Environmental Matters and Regulation

Our operations are subject to stringent and complex federal, state and local laws, rules, and regulations that govern the protection of the environment, as well as the discharge of materials into the environment. These laws, rules, and regulations may, among other things:

·

require the acquisition of various permits before drilling commences;

·

require the installation of pollution control equipment in connection with operations;

·

place restrictions or regulations upon the use of the material based on our operations and upon the disposal of waste from our operations;

·

restrict the types, quantities and concentrations of various substances that can be released into the environment or used in connection with drilling, production and transportation activities;

·

limit or prohibit drilling activities on lands lying within wilderness, wetlands and other protected areas; 

·

require remedial measures to mitigate pollution from former and ongoing operations, such as site restoration, pit closure and plugging of abandoned wells; and

·

require the expenditure of significant amounts in connection with worker health and safety.

*Supplied information*:

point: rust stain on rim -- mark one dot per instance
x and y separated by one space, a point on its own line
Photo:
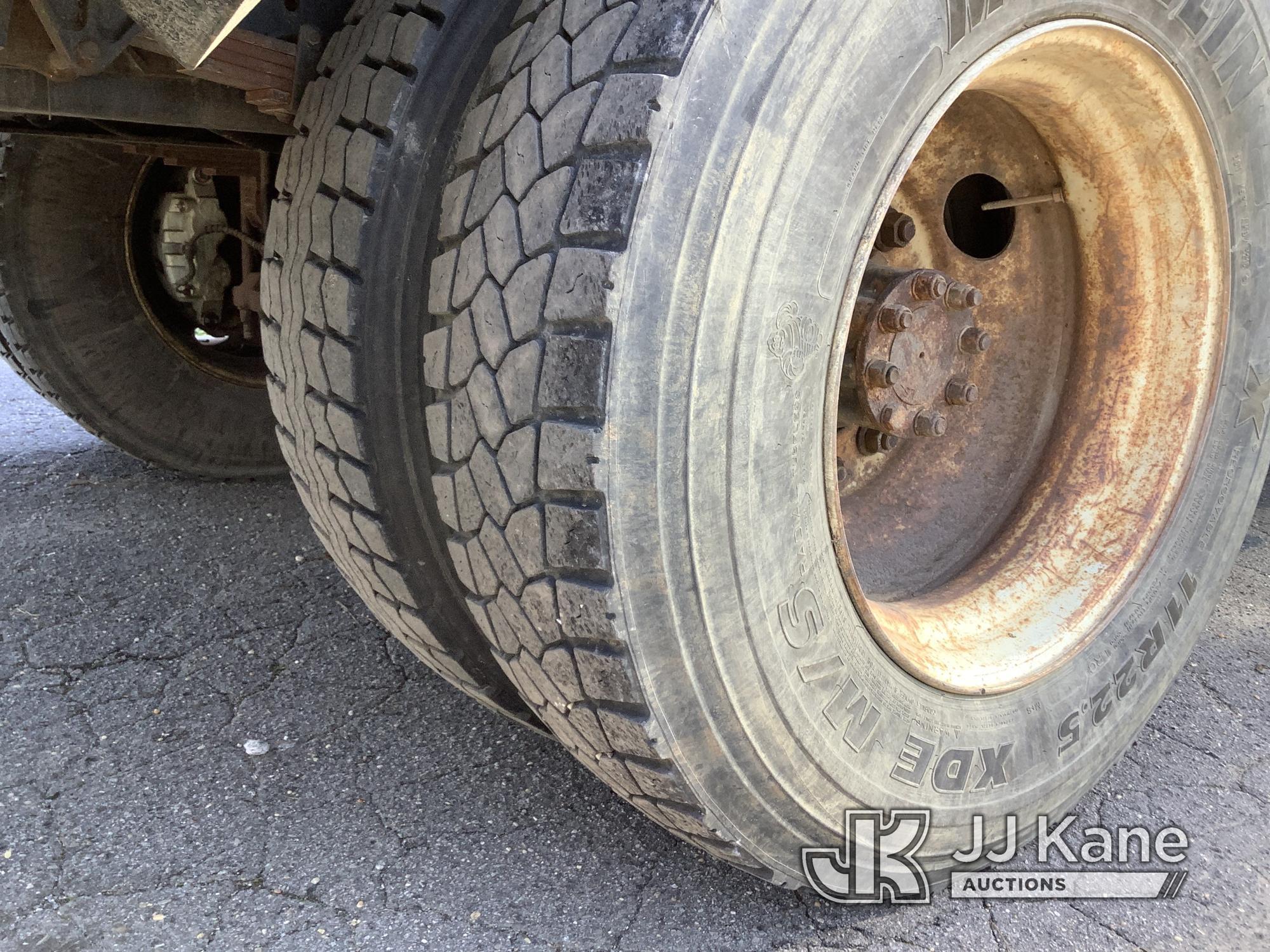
987 558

*Short task 1*: List the examples of remedial measures that the environmental regulation text gives for mitigating pollution from former and ongoing operations.
*Short task 2*: According to the environmental regulation text, what may the laws require to be acquired before drilling begins?

*Written solution 1*:
site restoration
pit closure
plugging of abandoned wells

*Written solution 2*: Various permits.